### TASK DIRECTIONS:
Write out every line of the records below without any change.

[Location labeling records]
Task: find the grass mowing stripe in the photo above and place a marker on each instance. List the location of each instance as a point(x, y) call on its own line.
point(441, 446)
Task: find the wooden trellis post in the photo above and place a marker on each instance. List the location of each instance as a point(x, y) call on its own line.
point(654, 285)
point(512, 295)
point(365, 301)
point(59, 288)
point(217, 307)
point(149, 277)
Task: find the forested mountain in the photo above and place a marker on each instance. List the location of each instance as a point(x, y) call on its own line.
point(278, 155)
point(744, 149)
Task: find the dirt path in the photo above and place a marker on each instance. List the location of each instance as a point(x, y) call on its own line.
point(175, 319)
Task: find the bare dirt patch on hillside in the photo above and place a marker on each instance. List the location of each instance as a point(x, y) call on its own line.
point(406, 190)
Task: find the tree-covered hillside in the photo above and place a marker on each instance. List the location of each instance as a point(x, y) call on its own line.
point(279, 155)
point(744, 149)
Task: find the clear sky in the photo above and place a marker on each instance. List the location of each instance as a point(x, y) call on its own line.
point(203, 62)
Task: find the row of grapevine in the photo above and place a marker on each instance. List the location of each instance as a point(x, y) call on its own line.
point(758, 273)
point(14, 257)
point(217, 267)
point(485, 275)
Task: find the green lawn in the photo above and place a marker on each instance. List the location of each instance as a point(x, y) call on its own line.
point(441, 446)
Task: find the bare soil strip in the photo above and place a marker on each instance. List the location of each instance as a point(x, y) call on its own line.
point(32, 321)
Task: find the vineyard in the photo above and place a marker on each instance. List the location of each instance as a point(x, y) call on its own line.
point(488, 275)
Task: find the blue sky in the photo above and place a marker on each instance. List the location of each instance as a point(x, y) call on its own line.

### TASK SOLUTION:
Task: find the grass mowing stripe in the photo above and place a marker on each instance. List the location of each instance as a point(x, y) call on its own line.
point(441, 446)
Task: find the wooden trellis post in the photo above and place a marker on each instance. List the location of each instance as a point(x, y) call on its own line.
point(654, 285)
point(512, 295)
point(365, 301)
point(59, 288)
point(217, 307)
point(149, 277)
Task: find the forested mountain in the photo above and place a marker on each instance. List the location of each instance as a point(x, y) call on its own line.
point(278, 155)
point(744, 149)
Task: find the dirt path in the photo above and place a marker on each instance. List the location of each instance as a point(x, y) call on its own line.
point(175, 319)
Task: find the bare dirt patch on hillside in the photo above and place a marker on each instance. List the location of each instance as a point(x, y) call on its own line.
point(406, 190)
Task: find the tree-covered hillside in the photo above and place a marker on each instance. List the location of each instance as a point(x, y) call on its own line.
point(279, 155)
point(744, 149)
Task: find the clear sky in the photo above and place a marker on each instance. List the location of each instance as a point(x, y) call on its own line.
point(203, 62)
Task: find the row of grapevine in the photo above and place a marker on each instance. List the location of each instance as a point(x, y) call on its own line.
point(758, 273)
point(14, 257)
point(217, 267)
point(485, 275)
Task: find the green lawn in the photo above and place a marker on each instance. List the location of each instance as a point(x, y) call on its own line.
point(441, 446)
Task: find the bare soil strip in the photo above and place a marker on each instance. List the location of each instance as a point(x, y) call on its own line.
point(32, 321)
Task: find the vineyard in the photo above and place a marker on each instance. List the location of each instance as a point(x, y) call on its own line.
point(488, 275)
Task: find the blue sky in the photo above and place a marker on each instance. List the location of each instance as a point(x, y) call on its own line.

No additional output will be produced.